The request ->
Please copy out the whole listing below word for word, without changing, adding, or leaving out anything.
-- START OF Rows --
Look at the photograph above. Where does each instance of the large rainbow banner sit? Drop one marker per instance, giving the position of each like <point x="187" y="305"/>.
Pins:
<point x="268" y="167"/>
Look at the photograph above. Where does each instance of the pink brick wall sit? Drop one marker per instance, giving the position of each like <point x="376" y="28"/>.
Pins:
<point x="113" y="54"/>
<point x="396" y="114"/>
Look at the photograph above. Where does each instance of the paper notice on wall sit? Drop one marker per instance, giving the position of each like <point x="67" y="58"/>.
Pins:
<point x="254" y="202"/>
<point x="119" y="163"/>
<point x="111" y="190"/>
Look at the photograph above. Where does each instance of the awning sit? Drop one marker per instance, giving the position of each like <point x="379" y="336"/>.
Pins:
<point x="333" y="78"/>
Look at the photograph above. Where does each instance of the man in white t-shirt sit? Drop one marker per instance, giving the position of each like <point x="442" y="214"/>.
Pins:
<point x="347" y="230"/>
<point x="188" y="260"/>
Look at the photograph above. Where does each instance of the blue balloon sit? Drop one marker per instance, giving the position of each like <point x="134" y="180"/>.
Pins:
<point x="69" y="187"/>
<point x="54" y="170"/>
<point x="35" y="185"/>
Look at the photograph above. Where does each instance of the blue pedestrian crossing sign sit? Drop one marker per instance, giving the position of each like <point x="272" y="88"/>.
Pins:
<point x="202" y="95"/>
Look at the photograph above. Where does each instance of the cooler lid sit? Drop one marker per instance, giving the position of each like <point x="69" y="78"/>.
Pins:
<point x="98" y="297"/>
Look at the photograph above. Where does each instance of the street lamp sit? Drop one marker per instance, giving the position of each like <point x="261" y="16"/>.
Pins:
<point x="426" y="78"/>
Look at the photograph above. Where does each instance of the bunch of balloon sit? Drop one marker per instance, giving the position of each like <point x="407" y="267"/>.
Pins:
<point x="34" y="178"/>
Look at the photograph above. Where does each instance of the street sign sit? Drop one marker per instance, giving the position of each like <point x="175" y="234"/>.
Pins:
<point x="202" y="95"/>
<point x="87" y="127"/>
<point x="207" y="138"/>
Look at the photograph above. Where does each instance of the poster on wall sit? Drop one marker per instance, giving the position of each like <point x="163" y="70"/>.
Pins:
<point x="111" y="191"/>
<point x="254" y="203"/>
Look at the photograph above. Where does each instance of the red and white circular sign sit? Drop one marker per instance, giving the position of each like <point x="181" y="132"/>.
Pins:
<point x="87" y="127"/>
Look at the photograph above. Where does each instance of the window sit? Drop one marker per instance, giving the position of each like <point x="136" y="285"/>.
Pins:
-- END OF Rows --
Exercise answer ->
Look at the photograph above. Where does each instance of the large rainbow banner sit? Drop one marker per instance, giving the position of each like <point x="187" y="305"/>.
Pins:
<point x="268" y="167"/>
Look at the photograph above. Where does each instance of the pink brick wall sit? Drop one marker per instance, giving the position of each like <point x="376" y="28"/>.
Pins:
<point x="113" y="54"/>
<point x="396" y="114"/>
Look at the photograph above. Where does each instance of the paper notice on wall sit? Drop one marker per instance, giving the position of each like <point x="67" y="58"/>.
Pins:
<point x="254" y="202"/>
<point x="119" y="163"/>
<point x="111" y="190"/>
Look at the photograph above. Where does each instance of the awning sit? Drop one marker per instance, giving the position of each like <point x="379" y="336"/>.
Pins:
<point x="333" y="78"/>
Look at the photograph above. Where does each instance of the man in white t-shirt sit? Drop one marker per instance, giving the position of each like <point x="442" y="214"/>.
Pins:
<point x="347" y="230"/>
<point x="188" y="260"/>
Look at the photograph above. Where does each instance of the blue balloon sit? Drop one marker per instance, giving the position of each like <point x="134" y="180"/>.
Pins:
<point x="69" y="187"/>
<point x="54" y="170"/>
<point x="35" y="185"/>
Look at the photograph above. Where does each instance of the blue pedestrian crossing sign sit? Drop one marker per instance, giving the position of each like <point x="272" y="88"/>.
Pins:
<point x="202" y="95"/>
Look at the photograph above. Where does each instance of the cooler lid sit? Drop one marker per instance, giving the position of each like <point x="69" y="78"/>.
Pins:
<point x="98" y="297"/>
Look at the photograph above. Where does each instance of the street lamp sit? Drop one marker per instance, giving the position of each like <point x="261" y="16"/>.
Pins:
<point x="426" y="78"/>
Look at the photograph above. Where does each instance of the bunch of balloon sit? Drop one marker per instance, giving the position of each like <point x="407" y="267"/>.
Pins:
<point x="34" y="178"/>
Look at the photograph above. Where does each instance of the street sign sit? Drop one marker per instance, giving the position of each like <point x="175" y="234"/>.
Pins:
<point x="202" y="95"/>
<point x="87" y="127"/>
<point x="207" y="138"/>
Look at the photograph above. Where does each instance of the poster on wall sit? Drop one marker per instance, giving the position of each like <point x="163" y="70"/>.
Pins:
<point x="111" y="191"/>
<point x="254" y="203"/>
Look at the photograph above. Where does each instance of the red and white circular sign sit? Drop one marker per instance, giving the position of each like <point x="181" y="132"/>.
Pins:
<point x="87" y="127"/>
Look at the photograph above. Where does each instance of the window sit? Drop one marker per instance, giving the position of each like <point x="136" y="285"/>.
Pins:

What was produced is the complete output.